_WHAT TO PRODUCE_. Please swap "galvanized metal post" for "steel sign post" in the rows starting at the line that contains "At your earliest convenience, could you mark the weed" and ending at the line that contains "xmin=604 ymin=239 xmax=848 ymax=351". Give back only those lines, with nothing else changed.
** start of DATASET **
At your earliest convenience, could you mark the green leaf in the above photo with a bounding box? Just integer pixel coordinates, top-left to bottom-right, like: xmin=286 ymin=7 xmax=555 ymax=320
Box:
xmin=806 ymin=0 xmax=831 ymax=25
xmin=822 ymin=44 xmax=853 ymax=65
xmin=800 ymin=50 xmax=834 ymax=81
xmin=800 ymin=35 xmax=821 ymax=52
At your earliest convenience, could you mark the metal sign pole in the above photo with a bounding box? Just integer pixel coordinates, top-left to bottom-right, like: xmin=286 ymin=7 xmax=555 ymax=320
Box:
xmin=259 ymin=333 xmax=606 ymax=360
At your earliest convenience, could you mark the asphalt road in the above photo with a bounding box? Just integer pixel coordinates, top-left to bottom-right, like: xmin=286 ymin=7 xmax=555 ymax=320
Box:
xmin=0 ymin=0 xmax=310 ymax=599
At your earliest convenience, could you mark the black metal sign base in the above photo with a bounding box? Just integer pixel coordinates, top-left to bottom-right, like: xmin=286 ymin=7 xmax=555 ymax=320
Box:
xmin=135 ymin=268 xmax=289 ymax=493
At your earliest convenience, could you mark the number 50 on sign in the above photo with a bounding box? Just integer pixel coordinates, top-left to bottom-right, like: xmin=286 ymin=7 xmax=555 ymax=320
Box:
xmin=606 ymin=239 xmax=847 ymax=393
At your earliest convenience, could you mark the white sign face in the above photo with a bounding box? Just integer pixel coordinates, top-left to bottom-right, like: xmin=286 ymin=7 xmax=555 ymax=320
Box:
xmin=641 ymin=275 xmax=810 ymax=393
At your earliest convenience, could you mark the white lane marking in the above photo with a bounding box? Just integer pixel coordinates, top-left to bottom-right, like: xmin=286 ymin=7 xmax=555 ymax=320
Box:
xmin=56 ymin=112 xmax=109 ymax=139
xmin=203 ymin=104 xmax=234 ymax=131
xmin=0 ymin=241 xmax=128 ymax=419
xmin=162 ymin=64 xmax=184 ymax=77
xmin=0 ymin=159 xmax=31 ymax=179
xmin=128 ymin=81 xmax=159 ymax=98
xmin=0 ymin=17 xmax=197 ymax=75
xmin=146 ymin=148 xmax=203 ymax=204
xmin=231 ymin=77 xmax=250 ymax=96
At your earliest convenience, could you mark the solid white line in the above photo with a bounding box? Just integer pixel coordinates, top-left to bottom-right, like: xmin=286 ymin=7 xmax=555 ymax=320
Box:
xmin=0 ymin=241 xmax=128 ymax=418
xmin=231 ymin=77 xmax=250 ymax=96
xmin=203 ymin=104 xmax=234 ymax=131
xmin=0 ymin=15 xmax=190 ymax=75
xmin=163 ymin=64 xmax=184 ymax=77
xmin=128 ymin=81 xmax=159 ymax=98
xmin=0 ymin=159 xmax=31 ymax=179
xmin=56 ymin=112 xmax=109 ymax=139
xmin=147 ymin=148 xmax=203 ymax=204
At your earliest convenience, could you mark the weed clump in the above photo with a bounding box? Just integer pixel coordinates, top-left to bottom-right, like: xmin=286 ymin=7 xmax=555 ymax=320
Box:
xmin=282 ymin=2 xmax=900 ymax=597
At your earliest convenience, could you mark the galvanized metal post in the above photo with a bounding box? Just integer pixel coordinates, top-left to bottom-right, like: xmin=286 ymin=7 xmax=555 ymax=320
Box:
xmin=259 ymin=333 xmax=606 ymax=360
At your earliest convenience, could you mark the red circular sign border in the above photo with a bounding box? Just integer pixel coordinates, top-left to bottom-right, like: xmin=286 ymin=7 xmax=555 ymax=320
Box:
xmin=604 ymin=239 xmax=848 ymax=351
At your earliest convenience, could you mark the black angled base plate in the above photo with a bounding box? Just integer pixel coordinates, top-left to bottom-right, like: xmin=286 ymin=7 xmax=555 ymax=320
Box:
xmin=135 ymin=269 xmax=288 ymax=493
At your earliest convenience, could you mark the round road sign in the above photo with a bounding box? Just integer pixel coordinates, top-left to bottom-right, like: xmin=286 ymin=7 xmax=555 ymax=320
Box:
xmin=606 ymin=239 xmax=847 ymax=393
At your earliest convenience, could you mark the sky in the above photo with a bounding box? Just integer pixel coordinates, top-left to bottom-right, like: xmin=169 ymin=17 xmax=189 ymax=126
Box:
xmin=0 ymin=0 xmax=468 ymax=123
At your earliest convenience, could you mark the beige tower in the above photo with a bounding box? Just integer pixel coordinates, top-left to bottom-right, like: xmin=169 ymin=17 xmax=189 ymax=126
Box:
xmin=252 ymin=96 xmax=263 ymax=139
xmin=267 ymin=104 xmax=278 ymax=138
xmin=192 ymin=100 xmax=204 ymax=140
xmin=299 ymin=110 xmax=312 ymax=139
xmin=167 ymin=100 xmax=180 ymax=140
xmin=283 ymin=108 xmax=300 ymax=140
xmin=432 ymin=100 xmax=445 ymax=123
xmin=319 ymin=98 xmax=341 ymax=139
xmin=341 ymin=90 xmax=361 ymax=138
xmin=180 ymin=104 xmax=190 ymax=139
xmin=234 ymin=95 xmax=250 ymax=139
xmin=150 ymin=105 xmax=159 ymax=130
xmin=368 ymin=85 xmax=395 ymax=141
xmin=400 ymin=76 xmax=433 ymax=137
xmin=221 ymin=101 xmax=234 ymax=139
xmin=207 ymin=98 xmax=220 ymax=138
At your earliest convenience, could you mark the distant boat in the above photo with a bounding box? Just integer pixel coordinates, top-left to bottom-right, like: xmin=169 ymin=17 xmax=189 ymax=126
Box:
** end of DATASET **
_FINISHED TASK_.
At your earliest convenience, could you mark the weed clump in the above photo with a bounding box? Just integer pixel coordinates, top-left to bottom-right, like: xmin=286 ymin=7 xmax=555 ymax=320
Box:
xmin=282 ymin=2 xmax=900 ymax=597
At your earliest convenience, could you mark the steel sign post in the above photo with a bounding box? Just integer pixel coordinates, top-left to bottom-right, like: xmin=286 ymin=7 xmax=555 ymax=320
Box:
xmin=259 ymin=333 xmax=606 ymax=360
At your earliest convenience, could you mark the red circular sign border in the above photo with a bounding box? Just integer pixel coordinates, top-left to bottom-right, like: xmin=286 ymin=7 xmax=555 ymax=320
Box:
xmin=604 ymin=239 xmax=848 ymax=351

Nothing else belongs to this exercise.